## Brief
Each line of the data should be duplicated precisely.

(Stored data entries)

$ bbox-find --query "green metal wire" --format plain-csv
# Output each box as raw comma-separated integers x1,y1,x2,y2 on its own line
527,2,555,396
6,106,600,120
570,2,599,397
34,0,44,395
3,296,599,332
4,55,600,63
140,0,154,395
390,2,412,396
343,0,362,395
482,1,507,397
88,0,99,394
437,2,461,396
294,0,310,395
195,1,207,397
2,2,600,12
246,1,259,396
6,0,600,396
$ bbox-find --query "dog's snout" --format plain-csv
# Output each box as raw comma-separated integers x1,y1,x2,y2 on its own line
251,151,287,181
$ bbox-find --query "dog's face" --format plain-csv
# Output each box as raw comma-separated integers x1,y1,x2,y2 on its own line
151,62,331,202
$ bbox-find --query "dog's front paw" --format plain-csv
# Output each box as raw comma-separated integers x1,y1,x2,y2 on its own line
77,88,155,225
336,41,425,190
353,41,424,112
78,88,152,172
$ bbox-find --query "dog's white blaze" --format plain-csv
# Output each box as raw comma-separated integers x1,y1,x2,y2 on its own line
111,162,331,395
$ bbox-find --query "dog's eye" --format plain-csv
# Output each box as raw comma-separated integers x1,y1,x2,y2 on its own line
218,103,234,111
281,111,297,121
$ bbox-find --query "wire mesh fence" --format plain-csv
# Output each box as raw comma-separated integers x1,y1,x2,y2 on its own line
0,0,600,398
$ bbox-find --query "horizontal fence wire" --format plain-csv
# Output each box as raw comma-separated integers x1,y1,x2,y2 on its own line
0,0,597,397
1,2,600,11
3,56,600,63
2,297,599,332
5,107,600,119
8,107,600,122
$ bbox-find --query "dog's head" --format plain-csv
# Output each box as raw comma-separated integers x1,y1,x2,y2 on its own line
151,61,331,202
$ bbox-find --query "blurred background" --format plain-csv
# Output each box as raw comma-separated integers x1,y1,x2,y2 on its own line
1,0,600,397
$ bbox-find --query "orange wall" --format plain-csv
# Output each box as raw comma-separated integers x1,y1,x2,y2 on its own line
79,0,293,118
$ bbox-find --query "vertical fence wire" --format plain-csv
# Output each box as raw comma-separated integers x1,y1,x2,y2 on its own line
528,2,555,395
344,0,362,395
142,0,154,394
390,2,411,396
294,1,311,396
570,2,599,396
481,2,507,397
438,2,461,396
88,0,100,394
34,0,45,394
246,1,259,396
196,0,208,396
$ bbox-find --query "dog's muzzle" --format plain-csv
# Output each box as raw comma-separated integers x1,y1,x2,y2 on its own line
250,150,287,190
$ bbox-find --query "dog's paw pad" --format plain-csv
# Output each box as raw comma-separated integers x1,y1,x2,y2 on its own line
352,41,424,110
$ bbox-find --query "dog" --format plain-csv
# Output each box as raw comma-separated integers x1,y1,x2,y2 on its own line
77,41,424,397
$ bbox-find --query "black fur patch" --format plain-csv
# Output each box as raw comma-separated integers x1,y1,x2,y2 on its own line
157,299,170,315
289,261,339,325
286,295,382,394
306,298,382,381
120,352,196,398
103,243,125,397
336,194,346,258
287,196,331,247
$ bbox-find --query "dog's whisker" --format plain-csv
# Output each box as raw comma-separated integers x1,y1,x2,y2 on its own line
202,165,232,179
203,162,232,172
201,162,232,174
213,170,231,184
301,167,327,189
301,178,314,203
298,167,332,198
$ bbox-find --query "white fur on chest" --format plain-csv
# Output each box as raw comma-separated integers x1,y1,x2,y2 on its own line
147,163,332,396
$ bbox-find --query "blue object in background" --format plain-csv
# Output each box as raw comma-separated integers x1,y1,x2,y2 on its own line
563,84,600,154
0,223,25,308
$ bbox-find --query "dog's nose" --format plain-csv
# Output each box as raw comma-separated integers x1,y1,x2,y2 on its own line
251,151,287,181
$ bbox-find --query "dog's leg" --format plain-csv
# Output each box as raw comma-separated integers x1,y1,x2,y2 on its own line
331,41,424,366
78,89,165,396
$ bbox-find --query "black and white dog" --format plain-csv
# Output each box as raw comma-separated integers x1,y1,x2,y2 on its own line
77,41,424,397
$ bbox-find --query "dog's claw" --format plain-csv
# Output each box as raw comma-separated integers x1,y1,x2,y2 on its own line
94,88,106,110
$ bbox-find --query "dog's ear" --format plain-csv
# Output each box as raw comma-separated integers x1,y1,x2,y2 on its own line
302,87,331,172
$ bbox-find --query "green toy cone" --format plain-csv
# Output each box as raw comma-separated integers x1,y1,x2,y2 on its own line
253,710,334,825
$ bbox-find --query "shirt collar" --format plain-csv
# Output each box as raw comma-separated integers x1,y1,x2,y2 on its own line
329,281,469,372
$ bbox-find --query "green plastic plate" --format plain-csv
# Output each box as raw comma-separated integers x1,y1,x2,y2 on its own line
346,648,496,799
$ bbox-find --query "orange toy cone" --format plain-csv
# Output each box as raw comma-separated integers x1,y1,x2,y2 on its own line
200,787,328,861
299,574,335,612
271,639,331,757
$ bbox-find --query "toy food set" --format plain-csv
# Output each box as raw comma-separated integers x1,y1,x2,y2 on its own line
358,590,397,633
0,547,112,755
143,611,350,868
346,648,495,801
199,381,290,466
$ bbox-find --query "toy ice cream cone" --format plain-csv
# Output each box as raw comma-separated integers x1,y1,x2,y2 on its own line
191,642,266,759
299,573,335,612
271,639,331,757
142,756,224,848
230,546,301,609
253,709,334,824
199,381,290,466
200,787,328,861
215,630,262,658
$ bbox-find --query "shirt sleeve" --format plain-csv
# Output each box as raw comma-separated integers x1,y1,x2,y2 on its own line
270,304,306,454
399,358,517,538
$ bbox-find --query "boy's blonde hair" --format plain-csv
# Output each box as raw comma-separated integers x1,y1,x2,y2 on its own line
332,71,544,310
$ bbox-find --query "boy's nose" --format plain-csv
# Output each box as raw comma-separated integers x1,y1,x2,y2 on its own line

## Answer space
$ bbox-find --query "green metal wire" --format plain-csv
# Output each box as raw comma-separated integers x1,y1,x2,y2 on its own line
527,2,555,396
6,106,600,120
570,2,599,397
34,0,44,395
3,296,599,332
4,55,600,63
140,0,154,395
390,2,412,396
343,0,362,395
482,1,507,397
88,0,99,394
437,2,461,396
294,0,310,395
195,1,207,397
2,2,600,12
246,1,259,396
6,0,600,396
$ bbox-find --query "dog's snout" --format plain-csv
# Output each box as raw comma-separated integers x1,y1,x2,y2 on its own line
251,151,287,181
$ bbox-find --query "dog's face" --format plain-csv
# Output each box as raw comma-separated integers x1,y1,x2,y2 on its own line
151,62,331,202
$ bbox-find --query "dog's front paw" --format plain-csv
# Output each box as raw comma-separated integers x1,y1,x2,y2 on its own line
77,88,155,225
336,41,425,190
353,41,424,112
78,88,152,172
$ bbox-find --query "dog's white blaze" --format plain-csv
# Output each box as raw comma-separated integers x1,y1,x2,y2 on its own line
111,162,331,395
$ bbox-find --query "dog's eye" --format plain-csv
# Output each box as raw comma-separated integers x1,y1,x2,y2 on its own line
218,103,234,111
281,111,297,121
$ bbox-find --query "wire mesh fence" --format plain-csv
# Output each box as raw comma-separated integers x1,y1,x2,y2 on its own line
0,0,600,398
$ bbox-find --query "horizontal fence wire" --format plain-csv
# Output each box as raw comma-separated integers x1,y1,x2,y2 on its own line
0,0,597,397
1,2,600,11
3,56,600,63
2,297,599,332
5,107,600,119
8,107,600,122
$ bbox-find --query "dog's head" --format plain-csv
# Output each box as raw comma-separated integers x1,y1,x2,y2 on its own line
151,61,331,202
$ bbox-find --query "blurred background" --format plain-csv
# Output each box as raw comma-separated integers x1,y1,x2,y2 on its own line
1,0,600,397
$ bbox-find --query "orange wall" --format plain-csv
# Output each box as raw comma-separated integers x1,y1,x2,y2 on its own line
79,0,293,118
$ bbox-find --query "vertical fence wire" --format plain-csv
# Output each box as raw comma-separated integers x1,y1,x2,y2 on its own line
528,2,555,395
344,0,362,395
142,0,154,394
390,2,411,396
294,1,311,396
570,2,599,396
481,2,507,397
438,2,461,396
88,0,100,394
34,0,45,394
246,1,259,396
196,0,208,396
$ bbox-find --query "dog's muzzle" --format plain-csv
# Output each box as raw comma-separated integers x1,y1,x2,y2 on its own line
250,150,287,190
$ bbox-find --query "dog's paw pad" --format plain-csv
# Output each box as raw comma-separated integers x1,y1,x2,y2 on its own line
352,41,424,110
$ bbox-find --query "dog" --format plain-csv
# Output each box as raw comma-separated integers x1,y1,x2,y2 on its own line
77,41,424,397
$ bbox-find --query "black fur patch" --format plain-csv
# Output each box as raw comma-separated integers x1,y1,x2,y2 on its own line
157,299,170,315
289,261,339,325
286,295,382,394
306,298,382,381
120,352,196,398
103,243,125,397
336,194,346,258
287,196,331,247
$ bbox-find --query "dog's whisker" --format plain-csv
# Output each box as raw comma-separated integers x1,y1,x2,y2 on its own line
202,165,232,179
203,162,232,172
201,162,232,174
213,170,231,184
301,167,327,189
301,178,314,203
298,167,332,198
$ bbox-find --query "white fur on chest" --format plain-csv
# Output each box as raw comma-separated integers x1,y1,x2,y2 on its own line
147,163,332,396
$ bbox-find --query "blue object in background" --format plain-csv
# Output each box as raw comma-separated integers x1,y1,x2,y2 on its own line
563,84,600,154
0,223,25,308
$ bbox-find --query "dog's nose" --format plain-csv
# Output each box as raw comma-separated integers x1,y1,x2,y2 on its own line
251,151,287,181
$ bbox-find --query "dog's leg" --format plain-csv
# Output each box as raw comma-separated integers x1,y1,x2,y2 on its own line
331,41,424,366
78,89,165,396
$ bbox-find --query "black and white dog" --format plain-csv
# Output each box as raw comma-separated integers x1,y1,x2,y2 on its own line
77,41,424,397
$ bbox-find --query "dog's claw" --format plain-csv
# Output each box as raw comma-separated integers x1,y1,x2,y2 on its own line
94,88,106,110
$ bbox-find --query "dog's ear" --format plain-csv
# Output each box as raw comma-separated integers x1,y1,x2,y2 on its own line
302,87,331,172
$ bbox-find --query "green toy cone" --format plain-csv
# Output each box as raw comma-separated integers x1,y1,x2,y2 on its own line
253,710,334,825
$ bbox-find --query "shirt collar" --format plain-csv
# Output each box as raw comma-separated integers x1,y1,x2,y2 on its own line
329,281,469,372
$ bbox-find --query "green plastic plate" --format plain-csv
# Output each box as raw comma-separated integers x1,y1,x2,y2 on its own line
346,648,496,799
$ bbox-find --query "orange toy cone" --format plain-csv
# Output each box as raw comma-separated integers x1,y1,x2,y2 on its own line
200,787,328,861
299,574,335,612
271,639,331,757
$ bbox-find --query "toy food set" --format plain-csv
# Output each box as raw comma-separated integers x1,y1,x2,y2 on its own line
358,590,397,633
0,547,112,755
143,611,350,868
346,648,495,801
199,381,290,466
$ bbox-find --query "toy ice cream cone" --format plain-csv
# Output each box as raw comma-separated integers x1,y1,x2,y2 on its own line
191,642,266,759
299,573,335,612
271,639,331,757
142,756,224,848
230,546,301,609
253,709,334,824
199,381,290,466
200,787,328,861
215,630,262,658
$ bbox-find --query "shirt sleeve" --format plain-csv
# Output each box as raw comma-separated integers x1,y1,x2,y2 on its own line
270,304,306,454
399,358,517,538
$ bbox-find --query "boy's blonde hair" --format plain-csv
# Output each box as raw comma-separated integers x1,y1,x2,y2 on its own line
332,71,544,310
$ bbox-find --query "boy's nose" --format plain-csv
# Output each box as raw comma-separated integers x1,y1,x2,y2 on its own line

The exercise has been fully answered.